Keeping Place itself is such an evocative title: all the markers indicated it would be a fabulous book, an important book. And it most certainly is — both fabulous and important!
I also knew I was going to like this book because the author, Jen Pollock Michel, is, I know, a serious thinker, a deeply spiritual woman, and a great writer; her previous book Teach Us to Want: Longing, Ambition & the Life of Faith (IVP; $16.00) is a rumination on desire, on ambition, on a woman’s search for purpose and identity, a book we named as one of the very best Best Books of 2015 (and it won the coveted Christianity Today Best Book.)
That book, like this new one, has a DVD curriculum that can be used, an indication that the publisher not only believes in the content, but finds the author a compelling communicator. IVP doesn’t do many DVDs so that is significant; having Jen as a speaker (well, almost) in your small group, book club, or adult ed class via video is pretty great. Each of the two companion DVDs for Teach Us To Want and Keeping Place sell for just $20.00 and the discussion guide in the back of the paperback book serves as a guide for the DVD curriculum, too.
The literary structure of the brand new Keeping Place: Reflections on the Meaning of Home is clever and fun, too. Pollock Michel arranges her studies of the “most fundamental human longing” in a memoir that bounces around geographically; it isn’t fully chronological. In fact, Michel visits some of her previous childhood homes with her mother and daughter on a road-trip worthy story which allows for some lively reports of stuff that happens along the way, but, more, allows for memories to be recovered, for stories to unfold as she recalls old moments of her rather nomadic upbringing.
Jen’s father died, suddenly, rather young (and her brother died later that year) so there is great grief associated with some old locations. In a brief scene that oddly gripped me as almost devastating, she visits Kent, Ohio, where her father was working on a dissertation. She visits the Kent State University library, trying to learn if he had finished and published his work – she tries various configurations of his first name, his middle name, and the like. The sadness and exhaustion of that era is so great, it seems, that her mother doesn’t know if her husband ever published his dissertation. For all of us, I am sure, some memories are a blur, and not all homes are lovely. Some are not even safe.
So Keeping Places travels around, giving a subtle, structural indication that having a home is not necessarily about, as Scott Russell Saunders writes, “staying put.” I suspect strongly that Michel will deny the “home is where ever you lay your head” nonsense, this distorted valorization of being on the road – thank you Jack Kerouac for that ruinous counter-cultural idea – and invites us to take our places serious. The “meaning of home” in the title, of course, is about “keeping place.” (I thinking keeping evokes “keeping house” which should imply stewardly care, not necessarily forever “staying put.”) She herself doesn’t have just one place, and most of us don’t either. In fact, one chapter is called “Border Crossings: On (Not) Staying Put.” So there’s that.
One of the things other than the moving stories, good writing, and poignant memories that I like about Keeping Place is that it explores fairly widely some stuff that is often in the background of our home life, holding things up to the light, inviting us to consider what we might otherwise not think about. It is an important reminder, to be self-reflective, and it makes for a fun book.
For instance, there is a wonderful chapter on time; she writes thoughtfully about the daily nature of marriage (with shades of Tish Harris’s The Liturgy of the Ordinary) and “the routine work of I Do.” There is a good discussion helping us get beyond the disdain of housework, what Caitlin Flanagan writes about in To Hell With All That (a funny book I promoted to some consternation a few years back.) Of course there’s a great chapter on meals called “Saying Grace: Feasting Together” that makes me envious.

Given exercise A –
Which lines in the records contain the string "dark"? Identify every such line, treating uppercase and lowercase as different.

Entries from a dataset
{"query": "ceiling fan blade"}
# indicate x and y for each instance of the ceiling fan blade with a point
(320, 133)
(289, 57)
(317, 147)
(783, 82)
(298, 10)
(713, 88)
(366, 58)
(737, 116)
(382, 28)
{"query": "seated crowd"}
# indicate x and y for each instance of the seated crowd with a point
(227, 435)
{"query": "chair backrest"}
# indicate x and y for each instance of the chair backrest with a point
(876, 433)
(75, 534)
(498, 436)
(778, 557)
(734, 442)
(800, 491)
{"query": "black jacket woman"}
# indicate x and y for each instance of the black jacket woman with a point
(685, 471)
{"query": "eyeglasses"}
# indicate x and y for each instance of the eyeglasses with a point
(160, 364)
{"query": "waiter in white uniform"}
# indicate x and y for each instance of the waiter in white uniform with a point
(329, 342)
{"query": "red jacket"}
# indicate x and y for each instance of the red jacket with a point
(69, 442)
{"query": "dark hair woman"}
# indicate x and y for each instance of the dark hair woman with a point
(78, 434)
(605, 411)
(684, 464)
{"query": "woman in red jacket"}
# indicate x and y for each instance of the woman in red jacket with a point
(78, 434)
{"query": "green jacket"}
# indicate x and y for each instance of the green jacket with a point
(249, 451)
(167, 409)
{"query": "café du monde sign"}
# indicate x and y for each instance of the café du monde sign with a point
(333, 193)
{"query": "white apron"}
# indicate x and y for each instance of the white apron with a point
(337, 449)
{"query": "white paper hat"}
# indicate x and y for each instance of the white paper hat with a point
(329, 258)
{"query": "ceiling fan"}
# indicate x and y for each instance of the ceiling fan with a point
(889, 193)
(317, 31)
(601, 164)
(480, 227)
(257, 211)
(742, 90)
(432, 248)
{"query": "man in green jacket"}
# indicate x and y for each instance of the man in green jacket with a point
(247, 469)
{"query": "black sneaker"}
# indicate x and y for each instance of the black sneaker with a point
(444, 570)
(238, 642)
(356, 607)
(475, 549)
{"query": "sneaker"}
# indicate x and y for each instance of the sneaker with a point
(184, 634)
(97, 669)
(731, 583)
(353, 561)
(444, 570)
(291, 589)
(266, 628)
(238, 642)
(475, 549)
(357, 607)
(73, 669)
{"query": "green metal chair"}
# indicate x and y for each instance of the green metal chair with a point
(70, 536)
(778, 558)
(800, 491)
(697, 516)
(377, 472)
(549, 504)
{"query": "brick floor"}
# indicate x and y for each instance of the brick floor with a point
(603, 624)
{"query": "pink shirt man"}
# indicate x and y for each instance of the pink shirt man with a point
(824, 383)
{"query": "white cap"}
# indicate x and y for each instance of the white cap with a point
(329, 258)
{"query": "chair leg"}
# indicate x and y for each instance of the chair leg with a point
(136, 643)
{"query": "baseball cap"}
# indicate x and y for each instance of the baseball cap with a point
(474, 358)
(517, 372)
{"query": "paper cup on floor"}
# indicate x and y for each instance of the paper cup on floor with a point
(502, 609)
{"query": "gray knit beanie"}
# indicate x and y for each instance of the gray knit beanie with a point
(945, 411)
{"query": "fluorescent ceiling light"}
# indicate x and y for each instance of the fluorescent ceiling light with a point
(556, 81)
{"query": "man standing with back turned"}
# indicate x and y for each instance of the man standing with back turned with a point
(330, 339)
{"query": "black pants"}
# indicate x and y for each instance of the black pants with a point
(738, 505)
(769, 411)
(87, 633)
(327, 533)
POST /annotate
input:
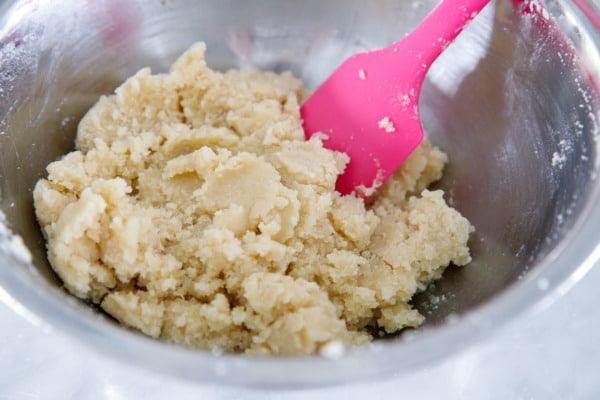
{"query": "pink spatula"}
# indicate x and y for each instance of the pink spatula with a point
(368, 108)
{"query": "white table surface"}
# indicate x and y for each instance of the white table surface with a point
(552, 354)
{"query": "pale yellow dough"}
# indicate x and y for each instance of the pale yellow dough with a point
(195, 211)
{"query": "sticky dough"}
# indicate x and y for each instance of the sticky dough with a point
(194, 210)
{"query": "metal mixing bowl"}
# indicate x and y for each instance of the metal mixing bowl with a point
(512, 101)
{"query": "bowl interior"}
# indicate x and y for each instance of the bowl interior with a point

Given exercise B –
According to the book review, what is the price of each of the two companion DVDs?

Full response A –
{"query": "dark hair woman"}
# indicate x and y for each instance of the dark hair woman with a point

Full response B –
$20.00 each.